* _PROBLEMS TO WORK ON_:
1 – In the passage on the plaintiff's leave and the City's sick bank policy, in what year was the sick bank policy negotiated under a collective bargaining agreement?
2 – Write the next part of the passage on the plaintiff's leave and the City's sick bank policy, picking up after its final sentence.

Plaintiff returned to her family doctor on November 6, 2006. The doctor recommended no return to work until January 2007. She saw he doctor again on January 4, 2007 and January 25, 2007, and she was cleared to return to work on February 18, 2007. She never had any similar heart racing during her absence. She was able to return to work and continue in her job.

 

During her absence, plaintiff exhausted her 10 sick days as well as her FMLA leave. She therefore requested access to the City’s donated leave program referred to as “sick bank.” That policy was negotiated under a collective bargaining agreement in 2003.

 

The purpose of the sick bank policy was to allow City employees to donate earned sick time and/or vacation time to another City employee who was suffering from a catastrophic health condition or injury expected to require a prolonged absence from work. The policy provided that the employee seeking access to the sick bank must contact his or her department head, who in turn must require medical documentation concerning the nature, severity and duration of the medical emergency.

* _RECORD EXTRACTS_:
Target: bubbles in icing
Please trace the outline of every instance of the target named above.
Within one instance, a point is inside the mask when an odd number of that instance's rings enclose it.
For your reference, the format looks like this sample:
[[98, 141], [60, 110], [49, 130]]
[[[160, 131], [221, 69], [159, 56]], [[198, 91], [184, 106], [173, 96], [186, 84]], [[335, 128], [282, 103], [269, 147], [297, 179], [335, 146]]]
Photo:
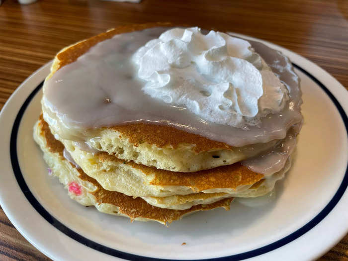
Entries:
[[[249, 126], [246, 130], [208, 123], [183, 106], [171, 106], [145, 94], [141, 89], [143, 81], [135, 77], [137, 72], [131, 58], [139, 48], [167, 30], [154, 28], [115, 35], [91, 48], [45, 81], [43, 117], [55, 135], [88, 143], [98, 128], [148, 122], [170, 125], [240, 147], [284, 139], [289, 128], [301, 122], [300, 79], [291, 62], [258, 42], [249, 41], [285, 84], [289, 96], [283, 110], [262, 118], [260, 126]], [[250, 61], [256, 59], [252, 58]], [[105, 102], [105, 98], [110, 102]]]
[[146, 93], [217, 124], [258, 125], [288, 99], [285, 87], [250, 44], [225, 33], [171, 29], [133, 59]]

* _ANSWER LIST_:
1 – 2003

2 –
Plaintiff submitted notes from her doctor but not actual medical records. The City therefore denied the request finding the condition did not meet the test of a catastrophic event. Plaintiff filed a grievance, which was settled as follows:

 

The parties agree to settle the above grievance based upon permitting the grievant to invoke the procedures of Article 7 of the [CBA] without interference relative to donated medical leave if the employee’s treating physician documents a catastrophic health condition or injury as specified in the [CBA].

 

Plaintiff was given a second chance to provide medical documentation showing a catastrophic health condition but failed to do so. Instead, she sued alleging disability discrimination under the New Jersey Law Against Discrimination. She argued that the City failed to make reasonable accommodation to her by not approving her sick bank request.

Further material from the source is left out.